Your instructions: State how many lines of the records include the word "tile"; the reply is that number alone.

##### Data shown

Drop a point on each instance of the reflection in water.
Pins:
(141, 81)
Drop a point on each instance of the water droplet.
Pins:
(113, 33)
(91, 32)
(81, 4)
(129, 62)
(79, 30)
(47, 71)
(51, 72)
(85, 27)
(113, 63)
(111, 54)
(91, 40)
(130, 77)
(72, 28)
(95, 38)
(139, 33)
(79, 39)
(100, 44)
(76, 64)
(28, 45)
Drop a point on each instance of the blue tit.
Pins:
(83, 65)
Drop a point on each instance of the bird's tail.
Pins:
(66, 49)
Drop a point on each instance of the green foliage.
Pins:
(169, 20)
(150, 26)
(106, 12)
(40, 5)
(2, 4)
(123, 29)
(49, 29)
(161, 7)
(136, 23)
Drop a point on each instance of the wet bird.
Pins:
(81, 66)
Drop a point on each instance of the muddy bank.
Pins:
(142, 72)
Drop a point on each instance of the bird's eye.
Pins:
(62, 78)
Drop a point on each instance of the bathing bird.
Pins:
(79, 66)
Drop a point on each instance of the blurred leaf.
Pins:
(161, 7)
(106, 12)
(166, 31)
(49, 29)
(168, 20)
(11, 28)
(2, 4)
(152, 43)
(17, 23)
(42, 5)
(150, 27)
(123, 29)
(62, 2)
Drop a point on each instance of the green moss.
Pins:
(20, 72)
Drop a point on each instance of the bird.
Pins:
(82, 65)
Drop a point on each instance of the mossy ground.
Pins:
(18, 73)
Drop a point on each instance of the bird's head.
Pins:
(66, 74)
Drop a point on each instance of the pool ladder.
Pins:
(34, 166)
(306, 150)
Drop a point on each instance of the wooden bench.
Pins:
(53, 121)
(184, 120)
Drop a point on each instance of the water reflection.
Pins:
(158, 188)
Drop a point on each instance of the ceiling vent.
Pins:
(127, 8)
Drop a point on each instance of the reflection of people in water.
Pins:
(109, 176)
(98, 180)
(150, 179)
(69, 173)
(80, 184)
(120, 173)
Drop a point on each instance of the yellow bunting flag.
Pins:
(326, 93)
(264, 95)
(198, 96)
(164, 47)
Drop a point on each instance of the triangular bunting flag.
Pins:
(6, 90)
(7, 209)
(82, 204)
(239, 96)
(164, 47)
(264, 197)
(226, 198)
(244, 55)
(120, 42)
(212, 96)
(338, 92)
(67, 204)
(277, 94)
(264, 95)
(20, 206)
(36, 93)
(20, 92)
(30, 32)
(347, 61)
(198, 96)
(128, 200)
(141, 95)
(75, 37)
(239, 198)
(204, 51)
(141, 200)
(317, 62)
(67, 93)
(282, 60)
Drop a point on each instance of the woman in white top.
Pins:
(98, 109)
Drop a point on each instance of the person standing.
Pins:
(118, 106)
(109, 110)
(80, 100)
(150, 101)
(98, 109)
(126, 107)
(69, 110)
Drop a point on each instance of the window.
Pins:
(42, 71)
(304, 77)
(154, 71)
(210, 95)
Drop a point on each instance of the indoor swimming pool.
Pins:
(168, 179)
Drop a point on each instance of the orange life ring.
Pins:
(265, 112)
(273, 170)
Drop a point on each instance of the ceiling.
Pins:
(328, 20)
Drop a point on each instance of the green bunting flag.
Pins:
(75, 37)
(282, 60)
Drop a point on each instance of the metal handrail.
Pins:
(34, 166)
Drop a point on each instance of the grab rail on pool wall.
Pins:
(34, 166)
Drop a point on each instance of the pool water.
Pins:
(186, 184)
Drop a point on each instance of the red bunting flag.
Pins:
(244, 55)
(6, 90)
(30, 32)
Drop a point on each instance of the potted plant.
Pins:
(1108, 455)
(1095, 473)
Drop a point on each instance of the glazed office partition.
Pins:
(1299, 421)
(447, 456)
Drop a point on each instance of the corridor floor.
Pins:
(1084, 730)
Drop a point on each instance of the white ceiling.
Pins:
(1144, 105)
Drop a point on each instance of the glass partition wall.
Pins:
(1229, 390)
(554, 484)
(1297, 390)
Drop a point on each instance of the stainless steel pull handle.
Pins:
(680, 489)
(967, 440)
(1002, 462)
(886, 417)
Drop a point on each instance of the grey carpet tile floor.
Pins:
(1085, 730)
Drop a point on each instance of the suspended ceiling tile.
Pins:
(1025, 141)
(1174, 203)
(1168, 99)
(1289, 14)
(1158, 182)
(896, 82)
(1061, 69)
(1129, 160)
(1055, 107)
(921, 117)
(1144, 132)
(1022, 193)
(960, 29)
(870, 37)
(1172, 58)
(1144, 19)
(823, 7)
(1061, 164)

##########

Worked solution: 2